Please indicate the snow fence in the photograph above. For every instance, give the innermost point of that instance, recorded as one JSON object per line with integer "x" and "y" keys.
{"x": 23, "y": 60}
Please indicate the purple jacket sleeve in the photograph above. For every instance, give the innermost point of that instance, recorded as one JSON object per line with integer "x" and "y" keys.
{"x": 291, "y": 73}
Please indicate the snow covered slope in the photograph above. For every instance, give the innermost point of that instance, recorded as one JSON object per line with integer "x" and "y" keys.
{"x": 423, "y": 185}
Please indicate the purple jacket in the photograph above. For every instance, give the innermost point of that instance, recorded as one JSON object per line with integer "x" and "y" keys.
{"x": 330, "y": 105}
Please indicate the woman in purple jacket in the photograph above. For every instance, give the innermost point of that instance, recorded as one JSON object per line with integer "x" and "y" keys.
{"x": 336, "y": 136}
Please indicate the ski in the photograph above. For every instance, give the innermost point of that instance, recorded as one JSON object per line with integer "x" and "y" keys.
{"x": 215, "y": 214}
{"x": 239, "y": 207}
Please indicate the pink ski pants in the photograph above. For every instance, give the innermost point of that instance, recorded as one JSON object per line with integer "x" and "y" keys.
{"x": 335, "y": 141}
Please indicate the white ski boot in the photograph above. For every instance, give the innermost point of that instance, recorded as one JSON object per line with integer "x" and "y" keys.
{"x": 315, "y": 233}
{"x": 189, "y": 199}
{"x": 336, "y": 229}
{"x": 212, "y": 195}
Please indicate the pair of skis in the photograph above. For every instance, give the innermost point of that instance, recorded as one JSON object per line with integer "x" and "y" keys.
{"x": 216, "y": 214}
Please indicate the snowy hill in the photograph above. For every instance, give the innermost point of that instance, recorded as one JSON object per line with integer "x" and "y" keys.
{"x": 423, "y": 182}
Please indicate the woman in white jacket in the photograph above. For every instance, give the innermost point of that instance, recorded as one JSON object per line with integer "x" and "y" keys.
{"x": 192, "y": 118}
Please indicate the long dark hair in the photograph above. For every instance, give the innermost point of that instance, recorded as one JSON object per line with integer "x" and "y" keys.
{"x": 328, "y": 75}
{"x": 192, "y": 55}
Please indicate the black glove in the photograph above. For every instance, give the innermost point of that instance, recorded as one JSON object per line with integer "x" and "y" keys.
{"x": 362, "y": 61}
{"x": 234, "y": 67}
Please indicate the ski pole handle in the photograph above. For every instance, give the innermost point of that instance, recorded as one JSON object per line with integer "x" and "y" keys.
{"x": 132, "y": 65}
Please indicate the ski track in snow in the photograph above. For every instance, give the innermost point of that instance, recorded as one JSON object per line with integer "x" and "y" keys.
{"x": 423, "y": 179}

**Required work**: Go through the records above and set each one down exactly, please.

**Exercise solution**:
Please indicate the snow fence in the photograph above. For every instance, give the innermost point of that instance, recorded as one JSON object per line with integer "x" and "y" keys.
{"x": 23, "y": 60}
Please indicate the purple jacket sleeve in the photograph above. For every instance, give the innermost point of that instance, recorded as one JSON object per line with integer "x" and "y" keys.
{"x": 291, "y": 73}
Please indicate the snow covered slope in the photograph above. For every instance, give the innermost point of that instance, recorded as one JSON object per line with integer "x" and "y" keys.
{"x": 423, "y": 185}
Please indicate the purple jacket in the photograph above. For every instance, give the innermost point of that instance, recorded as one JSON object per line with integer "x" and "y" keys.
{"x": 330, "y": 105}
Please indicate the woman in purple jacket in the photograph above. For every instance, give the innermost point of that instance, recorded as one JSON object per line with integer "x" and "y" keys.
{"x": 336, "y": 136}
Please indicate the ski in the photograph above. For every instance, give the innermost point of that instance, recorded as one JSON object per line with integer "x" and "y" keys.
{"x": 215, "y": 214}
{"x": 239, "y": 207}
Please indicate the pink ski pants in the photograph above. For every instance, give the innermost point of that instance, recorded as one JSON object per line with integer "x" and "y" keys.
{"x": 335, "y": 141}
Please indicate the white ski boot in the photograph above. For every instance, give the innermost point of that instance, recorded as one JSON object per line with integer "x" and "y" keys.
{"x": 315, "y": 233}
{"x": 189, "y": 199}
{"x": 336, "y": 229}
{"x": 212, "y": 195}
Please indicate the pair of skis in the photograph above. For every instance, give the innermost point of that instance, recorded as one JSON object per line with integer "x" and "y" keys.
{"x": 216, "y": 214}
Please indicate the snowy hill in the photograph above. For every instance, give the innermost point of that instance, recorded as one JSON object per line with integer "x" and "y" keys.
{"x": 423, "y": 182}
Please indicate the woman in white jacket in the photograph above. For every instance, give the innermost point of that instance, recorded as one JSON object per line with integer "x" and "y" keys.
{"x": 192, "y": 118}
Please indicate the long dark hair in the photograph above. For every instance, give the innermost point of that instance, recorded as one JSON object per line with integer "x" and "y" keys.
{"x": 328, "y": 75}
{"x": 192, "y": 55}
Please indicate the black glove in the photograph above. For every instance, give the innermost point of that instance, recorded as one JSON object per line with integer "x" and "y" keys.
{"x": 362, "y": 61}
{"x": 234, "y": 67}
Please indicate the ski pole handle in the photograph above. For every instance, give the innermost point of that instance, recorded as one JSON object per line with integer "x" and "y" keys.
{"x": 132, "y": 65}
Please indicate the ski track in snow in the photograph above. For every instance, give the innermost point of that instance, recorded as one JSON object per line with integer "x" and "y" keys.
{"x": 423, "y": 179}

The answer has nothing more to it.